:: What you should do ::
Take the data below and filter it for lines containing the word "white"; show each line found.

:: Study material ::
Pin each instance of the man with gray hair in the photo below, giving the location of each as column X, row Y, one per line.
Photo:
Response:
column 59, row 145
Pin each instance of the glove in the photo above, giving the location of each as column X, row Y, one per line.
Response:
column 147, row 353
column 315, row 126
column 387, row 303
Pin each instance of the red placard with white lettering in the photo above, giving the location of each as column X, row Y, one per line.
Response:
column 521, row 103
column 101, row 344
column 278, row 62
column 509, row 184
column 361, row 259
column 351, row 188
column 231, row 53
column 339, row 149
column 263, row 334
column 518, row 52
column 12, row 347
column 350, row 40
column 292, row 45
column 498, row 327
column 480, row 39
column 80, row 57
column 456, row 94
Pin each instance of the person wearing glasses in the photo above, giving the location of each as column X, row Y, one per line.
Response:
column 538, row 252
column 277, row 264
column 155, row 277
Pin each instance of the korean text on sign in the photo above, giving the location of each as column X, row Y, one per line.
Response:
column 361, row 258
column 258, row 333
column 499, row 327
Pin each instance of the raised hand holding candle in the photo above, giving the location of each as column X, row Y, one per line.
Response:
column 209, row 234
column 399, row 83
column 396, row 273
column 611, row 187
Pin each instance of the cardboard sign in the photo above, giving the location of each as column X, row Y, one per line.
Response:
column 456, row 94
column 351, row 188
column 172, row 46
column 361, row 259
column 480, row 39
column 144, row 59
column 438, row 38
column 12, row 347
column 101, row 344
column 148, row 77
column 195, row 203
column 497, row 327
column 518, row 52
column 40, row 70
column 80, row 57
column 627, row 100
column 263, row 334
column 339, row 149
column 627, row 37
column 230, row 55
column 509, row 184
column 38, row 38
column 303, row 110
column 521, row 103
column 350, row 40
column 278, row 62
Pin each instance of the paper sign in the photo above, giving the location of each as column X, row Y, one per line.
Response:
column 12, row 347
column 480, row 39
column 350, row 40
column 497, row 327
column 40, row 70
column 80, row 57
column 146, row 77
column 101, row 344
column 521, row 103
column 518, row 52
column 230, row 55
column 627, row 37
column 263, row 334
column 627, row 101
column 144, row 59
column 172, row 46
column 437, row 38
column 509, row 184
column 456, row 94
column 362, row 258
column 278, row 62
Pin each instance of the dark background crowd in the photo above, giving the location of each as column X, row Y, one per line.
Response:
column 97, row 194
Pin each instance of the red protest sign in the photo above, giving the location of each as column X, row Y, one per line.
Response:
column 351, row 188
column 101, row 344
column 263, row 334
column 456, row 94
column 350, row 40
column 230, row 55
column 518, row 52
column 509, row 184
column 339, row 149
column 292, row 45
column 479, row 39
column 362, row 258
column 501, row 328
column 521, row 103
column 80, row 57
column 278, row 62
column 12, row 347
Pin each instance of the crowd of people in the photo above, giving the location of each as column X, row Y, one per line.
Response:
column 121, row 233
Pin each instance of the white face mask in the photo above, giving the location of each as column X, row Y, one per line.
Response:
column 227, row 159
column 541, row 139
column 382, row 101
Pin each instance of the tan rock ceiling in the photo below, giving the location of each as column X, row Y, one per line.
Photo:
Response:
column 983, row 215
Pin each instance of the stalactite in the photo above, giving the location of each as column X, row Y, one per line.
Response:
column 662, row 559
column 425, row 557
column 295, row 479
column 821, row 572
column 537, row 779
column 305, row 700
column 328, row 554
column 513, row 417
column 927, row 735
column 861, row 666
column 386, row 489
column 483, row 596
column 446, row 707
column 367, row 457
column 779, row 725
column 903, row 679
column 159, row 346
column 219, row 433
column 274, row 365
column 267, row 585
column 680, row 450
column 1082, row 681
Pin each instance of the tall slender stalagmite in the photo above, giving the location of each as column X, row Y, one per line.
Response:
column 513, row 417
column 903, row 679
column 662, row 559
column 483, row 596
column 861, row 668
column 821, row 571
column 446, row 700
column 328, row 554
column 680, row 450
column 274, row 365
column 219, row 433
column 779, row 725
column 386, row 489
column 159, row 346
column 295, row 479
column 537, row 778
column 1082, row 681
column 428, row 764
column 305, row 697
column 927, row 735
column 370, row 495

:: Response area ::
Pin each instance of the red placard with white lettering in the photo above, giving the location of each as column X, row Y, one per line.
Pin each instance of the white face mask in the photo above, giving the location of each as column X, row Y, one per line.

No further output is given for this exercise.